▶ **Apply what you read**:
**A)** For the text on STF's carbon goal, say whether each statement agrees with it: (i) the organization includes 250 accommodation facilities; (ii) the potential for reducing greenhouse gas emissions will be calculated using visitor surveys; (iii) ideas are collected from management downward. Answer yes or no for each, quoting the deciding words.
**B)** Using the text on STF's carbon goal, answer each question:
(i) By what year does STF aim to reduce its carbon footprint by 50 per cent?
(ii) Halving the carbon footprint is in line with which agreement?
(iii) What are measures called in which individuals consume less or refrain from climate-intensive consumption?

Anna Björklund, Professor of Strategic Environmental Studies, KTH Royal Institute of Technology
The Swedish Tourist Association (STF) aims to reduce its carbon footprint by 50 per cent by 2030. The work includes questioning several aspects of the organisation, which includes 250 accommodation facilities. Is it sustainable to continue transporting fresh produce to gourmet dinners at Kebnekajse? Can visitors accept other meal options? Researchers at KTH will monitor, guide and evaluate the process. The potential for reducing greenhouse gas emissions will be calculated using life cycle analyses.
What is the project about?
– The STF aims to halve its carbon footprint in line with the Paris Agreement. In the context of the climate transition, so-called efficiency measures are most often discussed, such as reducing the environmental impact of products and services through technological solutions. But as they become more efficient, they also become cheaper, which in turn often increases demand and thus greenhouse gas emissions. This is why there is increasing talk of so-called sufficiency measures, whereby individuals consume less or refrain from climate-intensive consumption.
STF is prepared to make changes to its operations in order to achieve its ambitious environmental goals. Ideas are collected ’bottom-up’ from across the organisation.

▶ **Supplied entries**:
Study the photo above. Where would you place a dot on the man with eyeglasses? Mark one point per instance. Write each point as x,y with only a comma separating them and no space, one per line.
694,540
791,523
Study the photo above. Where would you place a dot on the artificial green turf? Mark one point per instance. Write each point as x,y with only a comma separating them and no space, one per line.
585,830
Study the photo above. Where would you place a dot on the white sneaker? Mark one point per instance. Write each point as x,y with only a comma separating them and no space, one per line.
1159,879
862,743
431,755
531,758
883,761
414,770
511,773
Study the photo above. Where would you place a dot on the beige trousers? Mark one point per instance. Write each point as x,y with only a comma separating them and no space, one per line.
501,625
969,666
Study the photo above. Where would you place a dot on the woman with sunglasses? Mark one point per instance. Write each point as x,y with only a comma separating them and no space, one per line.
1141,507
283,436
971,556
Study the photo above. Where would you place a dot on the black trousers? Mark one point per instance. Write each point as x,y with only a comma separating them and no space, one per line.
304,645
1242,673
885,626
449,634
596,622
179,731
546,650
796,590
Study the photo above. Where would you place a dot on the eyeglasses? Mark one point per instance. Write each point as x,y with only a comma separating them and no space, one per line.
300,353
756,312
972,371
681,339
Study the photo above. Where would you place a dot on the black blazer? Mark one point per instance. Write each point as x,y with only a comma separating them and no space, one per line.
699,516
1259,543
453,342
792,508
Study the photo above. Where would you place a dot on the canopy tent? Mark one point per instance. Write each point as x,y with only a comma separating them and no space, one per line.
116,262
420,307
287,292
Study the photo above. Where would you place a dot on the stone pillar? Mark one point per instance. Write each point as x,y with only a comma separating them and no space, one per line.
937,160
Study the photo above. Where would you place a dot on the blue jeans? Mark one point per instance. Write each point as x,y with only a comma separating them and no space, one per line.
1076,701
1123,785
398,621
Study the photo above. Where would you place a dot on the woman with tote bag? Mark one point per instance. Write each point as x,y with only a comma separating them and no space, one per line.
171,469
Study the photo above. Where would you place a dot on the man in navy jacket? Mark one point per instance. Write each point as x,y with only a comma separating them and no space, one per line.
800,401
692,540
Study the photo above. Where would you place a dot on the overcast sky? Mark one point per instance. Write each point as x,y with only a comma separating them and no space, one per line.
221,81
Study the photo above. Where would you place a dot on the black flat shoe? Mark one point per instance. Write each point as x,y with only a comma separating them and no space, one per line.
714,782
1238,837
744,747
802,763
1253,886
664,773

▶ **List of answers**:
**A)**
(i) Yes: "which includes 250 accommodation facilities"
(ii) No: "will be calculated using life cycle analyses"
(iii) No: "Ideas are collected ’bottom-up’ from across the organisation."

**B)**
(i) 2030
(ii) The Paris Agreement
(iii) Sufficiency measures